# [Required work]
Return every line of the material below unchanged, word for word.

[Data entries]

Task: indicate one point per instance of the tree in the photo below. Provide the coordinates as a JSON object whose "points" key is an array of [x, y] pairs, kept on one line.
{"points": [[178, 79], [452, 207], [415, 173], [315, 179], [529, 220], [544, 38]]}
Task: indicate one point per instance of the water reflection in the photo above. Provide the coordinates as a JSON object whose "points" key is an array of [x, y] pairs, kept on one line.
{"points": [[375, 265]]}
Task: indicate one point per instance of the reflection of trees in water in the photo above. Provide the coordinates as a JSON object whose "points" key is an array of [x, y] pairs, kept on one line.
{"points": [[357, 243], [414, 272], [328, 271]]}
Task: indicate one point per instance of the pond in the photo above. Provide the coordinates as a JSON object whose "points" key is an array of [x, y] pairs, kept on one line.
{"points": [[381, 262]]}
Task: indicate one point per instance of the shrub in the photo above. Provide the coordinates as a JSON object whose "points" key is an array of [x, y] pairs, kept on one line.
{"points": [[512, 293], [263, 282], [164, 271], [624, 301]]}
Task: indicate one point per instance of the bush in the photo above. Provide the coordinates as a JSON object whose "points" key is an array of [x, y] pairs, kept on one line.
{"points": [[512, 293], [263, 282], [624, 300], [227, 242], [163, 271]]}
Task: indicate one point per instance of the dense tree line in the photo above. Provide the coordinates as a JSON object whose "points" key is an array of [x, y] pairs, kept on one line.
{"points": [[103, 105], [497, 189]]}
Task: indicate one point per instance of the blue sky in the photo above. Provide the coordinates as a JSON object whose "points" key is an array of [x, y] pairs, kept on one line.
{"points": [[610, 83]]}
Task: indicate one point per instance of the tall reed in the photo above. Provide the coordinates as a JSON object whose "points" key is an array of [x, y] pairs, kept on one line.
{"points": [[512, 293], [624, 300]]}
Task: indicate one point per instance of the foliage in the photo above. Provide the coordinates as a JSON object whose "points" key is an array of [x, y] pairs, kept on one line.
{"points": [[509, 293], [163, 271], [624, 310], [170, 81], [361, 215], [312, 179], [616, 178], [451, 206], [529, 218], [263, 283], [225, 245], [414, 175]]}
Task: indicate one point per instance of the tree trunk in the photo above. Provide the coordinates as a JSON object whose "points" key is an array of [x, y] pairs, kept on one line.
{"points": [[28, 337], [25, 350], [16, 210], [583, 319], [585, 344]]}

# [Answer to this exercise]
Task: indicate one point per instance of the tree in the photo below. Provide the coordinates as a JSON object whose "points" key is an array of [x, y] pairs, kept on one line.
{"points": [[178, 79], [452, 207], [415, 173], [315, 179], [529, 220], [544, 38]]}
Task: indicate one point per instance of the water reflection in the photo above. Provide the coordinates as a JSON object whose "points" key is an array of [x, y] pairs, kept on one line.
{"points": [[375, 265]]}
Task: indicate one point per instance of the reflection of trees in water in the photo above. Provide the coordinates as a JSON object whose "points" key is an array of [x, y] pairs, kept on one line.
{"points": [[357, 243], [414, 272], [328, 271]]}
Task: indicate one point per instance of the pond in the photo above. Provide the coordinates as a JSON object whose "points" key is an array of [x, y] pairs, kept on one line.
{"points": [[381, 262]]}
Task: indicate one point per instance of the shrub in the photo above. Provide the coordinates as a JSON object whose "points" key is an array of [x, y] pairs, kept on one line.
{"points": [[512, 293], [263, 282], [164, 271], [624, 301]]}
Task: indicate one point per instance of the bush in the photo above. Provide the coordinates as a JSON object whose "points" key is an array of [x, y] pairs, kept on one line.
{"points": [[512, 293], [263, 282], [624, 300], [227, 242], [163, 271]]}
Task: indicate one point per instance of the dense tree line in the photo above. Provide the coordinates as a JSON object whose "points" key is an array of [x, y] pairs, kept on one line.
{"points": [[103, 105], [497, 189]]}
Task: indicate one point per instance of the blue sky in the photo above. Provide the coordinates as a JSON object whose "points" key is an array of [x, y] pairs, kept on one line.
{"points": [[610, 83]]}
Task: indicate one point per instance of the tall reed in the photo above. Provide the coordinates as a JSON object whose "points" key is an array of [x, y] pairs, kept on one line.
{"points": [[512, 293], [624, 300]]}
Task: indicate one point per instance of the foliage in the photo above. Provide the coordinates as a JSON object whose "points" key is an array of [x, y] pairs, kept on one line.
{"points": [[509, 293], [163, 271], [624, 310], [170, 81], [361, 215], [312, 179], [616, 178], [451, 206], [529, 218], [263, 283], [225, 245], [414, 175]]}
Task: indicate one point per instance of the tree trunk in the photo above. Provide the coordinates as a JSON object whose "points" key is an array of [x, y] pairs, kept on one line.
{"points": [[28, 337], [25, 350], [16, 210], [583, 319], [585, 344]]}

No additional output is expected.